Activity:
All lines from the one containing "x=601, y=86" through the last line below must be duplicated exactly, with nothing outside that span.

Referring expression pointing data:

· · · · ·

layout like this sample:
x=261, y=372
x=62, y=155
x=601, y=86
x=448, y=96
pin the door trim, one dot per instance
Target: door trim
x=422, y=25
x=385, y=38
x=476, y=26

· · · · ·

Expected answer:
x=601, y=86
x=448, y=96
pin the door trim, one dot per instance
Target: door trim
x=422, y=25
x=385, y=38
x=476, y=26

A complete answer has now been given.